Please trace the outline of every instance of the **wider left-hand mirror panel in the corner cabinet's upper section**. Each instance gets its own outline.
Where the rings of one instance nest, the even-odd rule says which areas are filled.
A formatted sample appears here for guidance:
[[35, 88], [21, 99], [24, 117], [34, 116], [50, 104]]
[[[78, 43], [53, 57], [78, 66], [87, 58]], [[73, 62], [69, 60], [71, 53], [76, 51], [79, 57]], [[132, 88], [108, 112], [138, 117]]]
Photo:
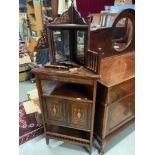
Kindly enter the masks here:
[[56, 30], [52, 32], [54, 40], [55, 62], [65, 61], [70, 59], [69, 49], [69, 31]]

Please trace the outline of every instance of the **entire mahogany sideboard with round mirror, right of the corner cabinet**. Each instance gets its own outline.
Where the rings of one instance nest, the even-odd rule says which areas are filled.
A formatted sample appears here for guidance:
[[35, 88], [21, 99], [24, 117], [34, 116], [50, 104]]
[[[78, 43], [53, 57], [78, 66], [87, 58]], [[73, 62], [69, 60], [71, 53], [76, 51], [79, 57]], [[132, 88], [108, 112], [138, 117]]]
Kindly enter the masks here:
[[104, 27], [88, 31], [87, 68], [100, 75], [94, 125], [100, 155], [106, 143], [135, 117], [135, 10], [114, 14]]

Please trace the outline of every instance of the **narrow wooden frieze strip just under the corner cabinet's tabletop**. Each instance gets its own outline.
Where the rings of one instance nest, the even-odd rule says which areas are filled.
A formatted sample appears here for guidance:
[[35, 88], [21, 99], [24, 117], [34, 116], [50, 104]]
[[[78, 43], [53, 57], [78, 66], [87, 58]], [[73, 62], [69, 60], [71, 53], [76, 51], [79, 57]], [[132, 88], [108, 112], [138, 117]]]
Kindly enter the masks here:
[[42, 75], [39, 74], [37, 75], [38, 79], [42, 79], [42, 80], [54, 80], [54, 81], [62, 81], [62, 82], [69, 82], [69, 83], [79, 83], [79, 84], [88, 84], [88, 85], [92, 85], [93, 84], [93, 80], [91, 79], [82, 79], [82, 78], [74, 78], [74, 77], [60, 77], [57, 75]]

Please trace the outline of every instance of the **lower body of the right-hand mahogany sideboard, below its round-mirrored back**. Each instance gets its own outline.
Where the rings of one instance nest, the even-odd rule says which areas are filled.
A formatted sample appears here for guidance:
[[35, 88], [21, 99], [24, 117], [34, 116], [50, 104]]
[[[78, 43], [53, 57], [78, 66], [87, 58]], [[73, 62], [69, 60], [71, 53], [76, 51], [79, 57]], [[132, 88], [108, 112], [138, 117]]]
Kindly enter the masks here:
[[97, 84], [94, 135], [100, 155], [106, 143], [135, 117], [134, 53], [114, 56], [102, 63]]

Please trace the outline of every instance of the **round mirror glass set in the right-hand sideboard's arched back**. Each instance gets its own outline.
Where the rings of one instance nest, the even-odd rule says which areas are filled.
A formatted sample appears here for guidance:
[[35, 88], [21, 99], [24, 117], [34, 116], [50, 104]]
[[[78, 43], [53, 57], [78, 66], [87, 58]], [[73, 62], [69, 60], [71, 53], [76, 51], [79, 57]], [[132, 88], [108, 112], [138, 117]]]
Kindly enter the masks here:
[[131, 43], [133, 37], [133, 23], [130, 18], [121, 18], [112, 32], [112, 45], [116, 51], [125, 50]]

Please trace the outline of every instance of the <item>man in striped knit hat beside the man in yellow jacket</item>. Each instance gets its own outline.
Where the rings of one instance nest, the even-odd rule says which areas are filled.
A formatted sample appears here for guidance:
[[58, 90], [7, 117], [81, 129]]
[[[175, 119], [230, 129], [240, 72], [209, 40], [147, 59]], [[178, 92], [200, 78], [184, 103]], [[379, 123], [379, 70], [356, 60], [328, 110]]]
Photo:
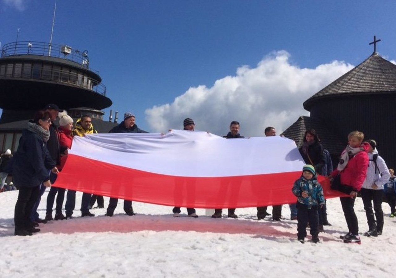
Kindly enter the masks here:
[[[110, 129], [109, 133], [147, 133], [142, 129], [139, 129], [135, 124], [135, 115], [130, 112], [124, 114], [124, 120], [118, 126]], [[116, 209], [118, 198], [110, 198], [109, 206], [107, 207], [106, 216], [113, 216], [114, 209]], [[133, 216], [135, 213], [132, 208], [132, 201], [124, 200], [124, 211], [127, 215]]]

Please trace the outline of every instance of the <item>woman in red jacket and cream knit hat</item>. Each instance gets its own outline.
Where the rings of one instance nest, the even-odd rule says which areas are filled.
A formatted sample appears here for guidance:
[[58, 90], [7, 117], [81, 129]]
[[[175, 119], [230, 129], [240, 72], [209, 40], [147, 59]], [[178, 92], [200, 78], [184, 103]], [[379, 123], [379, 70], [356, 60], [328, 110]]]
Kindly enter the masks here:
[[[58, 166], [59, 171], [62, 170], [63, 166], [65, 165], [66, 158], [67, 158], [67, 149], [70, 149], [72, 146], [72, 129], [73, 129], [73, 119], [69, 115], [63, 115], [59, 119], [59, 128], [57, 129], [58, 132], [58, 139], [59, 139], [59, 149], [61, 152], [61, 162]], [[59, 188], [54, 185], [49, 190], [47, 196], [47, 211], [46, 211], [46, 220], [50, 221], [53, 220], [52, 218], [52, 208], [53, 203], [55, 201], [55, 195], [58, 193], [56, 198], [56, 207], [55, 207], [55, 220], [63, 220], [66, 219], [62, 213], [63, 207], [63, 200], [65, 199], [65, 189]]]

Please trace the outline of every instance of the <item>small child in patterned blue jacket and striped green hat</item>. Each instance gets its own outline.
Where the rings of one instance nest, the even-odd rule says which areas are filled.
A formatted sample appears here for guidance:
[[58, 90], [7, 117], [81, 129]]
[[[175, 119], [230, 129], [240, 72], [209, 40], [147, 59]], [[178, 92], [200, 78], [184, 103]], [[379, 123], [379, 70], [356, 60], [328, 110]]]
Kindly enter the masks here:
[[297, 197], [298, 240], [304, 243], [304, 238], [307, 236], [307, 225], [309, 221], [312, 242], [318, 243], [318, 207], [323, 206], [325, 202], [322, 186], [316, 180], [314, 166], [308, 164], [303, 167], [303, 174], [294, 182], [292, 191]]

☆ ☆ ☆ ☆ ☆ ☆ ☆

-- Required work --
The entries above need to be repeated word for word, minus their pictures.

-- Answer section --
Please trace the outline of every instance of the **wider left-hand mirror panel in the corner cabinet's upper section**. Each instance gets its own outline.
Where the rings of one instance nest, the even-odd rule says which areas are filled.
A formatted sample appears here for guidance:
[[35, 88], [21, 99], [24, 117], [34, 116], [50, 104]]
[[[78, 43], [53, 57], [78, 66], [87, 58]], [[73, 62], [69, 60], [71, 53], [76, 51], [79, 57]], [[132, 88], [108, 112], [138, 117]]]
Photo:
Kindly enter the masks here:
[[56, 30], [52, 32], [54, 40], [55, 62], [65, 61], [70, 59], [69, 49], [69, 31]]

Please trace the outline of every instance of the **entire mahogany sideboard with round mirror, right of the corner cabinet**. Each instance gets its own outline.
Where the rings of one instance nest, the even-odd rule says which areas are filled.
A formatted sample appears here for guidance:
[[35, 88], [21, 99], [24, 117], [34, 116], [50, 104]]
[[[78, 43], [53, 57], [78, 66], [87, 58]], [[73, 62], [69, 60], [71, 53], [76, 51], [79, 57]], [[132, 88], [108, 112], [138, 117]]]
Kindly enter the masks here:
[[104, 27], [88, 31], [87, 68], [100, 75], [94, 125], [100, 155], [106, 143], [135, 117], [135, 10], [114, 14]]

Please trace the outline of every instance of the **narrow wooden frieze strip just under the corner cabinet's tabletop**. Each instance gets its own outline.
Where the rings of one instance nest, the even-odd rule says which areas are filled.
A formatted sample appears here for guidance:
[[35, 88], [21, 99], [24, 117], [34, 116], [50, 104]]
[[[78, 43], [53, 57], [78, 66], [87, 58]], [[73, 62], [69, 60], [71, 53], [76, 51], [79, 57]], [[132, 88], [108, 112], [138, 117]]]
Kindly enter the masks here:
[[42, 75], [39, 74], [37, 75], [38, 79], [42, 79], [42, 80], [54, 80], [54, 81], [62, 81], [62, 82], [69, 82], [69, 83], [79, 83], [79, 84], [88, 84], [88, 85], [92, 85], [93, 84], [93, 80], [91, 79], [82, 79], [82, 78], [74, 78], [74, 77], [60, 77], [57, 75]]

Please trace the outline of every instance of the **lower body of the right-hand mahogany sideboard, below its round-mirrored back**. Each instance gets its own outline.
Where the rings of one instance nest, the even-odd rule says which areas are filled.
A formatted sample appears here for guidance:
[[35, 88], [21, 99], [24, 117], [34, 116], [50, 104]]
[[[78, 43], [53, 57], [78, 66], [87, 58]], [[73, 62], [69, 60], [71, 53], [76, 51], [79, 57]], [[132, 88], [108, 112], [138, 117]]]
Kindly enter the masks here:
[[97, 84], [94, 135], [100, 155], [106, 143], [135, 117], [134, 53], [114, 56], [102, 63]]

Please trace the outline of every instance of the **round mirror glass set in the right-hand sideboard's arched back**. Each instance gets its own outline.
Where the rings of one instance nest, the even-odd rule says which areas are filled.
A formatted sample appears here for guidance:
[[35, 88], [21, 99], [24, 117], [34, 116], [50, 104]]
[[[78, 43], [53, 57], [78, 66], [87, 58]], [[73, 62], [69, 60], [71, 53], [76, 51], [79, 57]], [[132, 88], [108, 112], [138, 117]]]
Kindly enter the masks here:
[[131, 43], [133, 37], [133, 23], [130, 18], [121, 18], [112, 32], [112, 45], [116, 51], [125, 50]]

Please trace the outline of every instance of the <item>man in striped knit hat beside the man in yellow jacket</item>. Each instance gets its own outline.
Where the rings of one instance nest, the even-odd rule says which areas are filled.
A formatted sample appears here for guidance:
[[58, 90], [7, 117], [81, 129]]
[[[175, 119], [230, 129], [240, 72], [209, 40], [147, 59]], [[178, 92], [200, 78], [184, 103]], [[379, 123], [379, 70], [356, 60], [328, 110]]]
Photo:
Kindly enter the masks here:
[[[110, 129], [109, 133], [147, 133], [142, 129], [139, 129], [135, 124], [135, 115], [130, 112], [124, 114], [124, 120], [118, 126]], [[116, 209], [118, 198], [110, 198], [109, 206], [107, 207], [106, 216], [113, 216], [114, 209]], [[133, 216], [135, 213], [132, 208], [132, 201], [124, 200], [124, 211], [127, 215]]]

Please trace the outline of every instance of the <item>woman in red jacket and cream knit hat</item>. Each instance gets its own outline.
Where the rings of one instance nest, the even-odd rule says which areas are filled.
A formatted sample appears here for guidance:
[[58, 90], [7, 117], [81, 129]]
[[[175, 119], [230, 129], [240, 72], [209, 40], [147, 59]], [[178, 92], [200, 78], [184, 103]], [[379, 123], [379, 70], [356, 60], [328, 110]]]
Kindly enter the masks here:
[[[58, 166], [59, 171], [62, 170], [63, 166], [65, 165], [66, 158], [67, 158], [67, 149], [70, 149], [72, 146], [72, 129], [73, 129], [73, 119], [69, 115], [63, 115], [59, 119], [59, 128], [57, 129], [58, 132], [58, 139], [59, 139], [59, 149], [61, 152], [61, 162]], [[59, 188], [54, 185], [49, 190], [47, 196], [47, 211], [46, 211], [46, 220], [50, 221], [53, 220], [52, 218], [52, 208], [53, 203], [55, 201], [55, 195], [58, 193], [56, 198], [56, 207], [55, 207], [55, 220], [63, 220], [66, 219], [62, 213], [63, 207], [63, 200], [65, 199], [65, 189]]]

Please trace the outline of every instance of the <item>small child in patterned blue jacket and striped green hat</item>. Each instance gets its own outline.
Where the rings of one instance nest, the even-odd rule says which areas are filled.
A formatted sample appears here for guidance:
[[58, 90], [7, 117], [81, 129]]
[[[175, 119], [230, 129], [240, 72], [209, 40], [147, 59]], [[178, 92], [200, 78], [184, 103]], [[379, 123], [379, 70], [356, 60], [328, 110]]]
Kindly enter the masks here:
[[297, 197], [298, 240], [304, 243], [304, 238], [307, 236], [307, 225], [309, 221], [312, 242], [318, 243], [318, 207], [323, 206], [325, 202], [322, 186], [316, 180], [314, 166], [308, 164], [303, 167], [303, 174], [294, 182], [292, 191]]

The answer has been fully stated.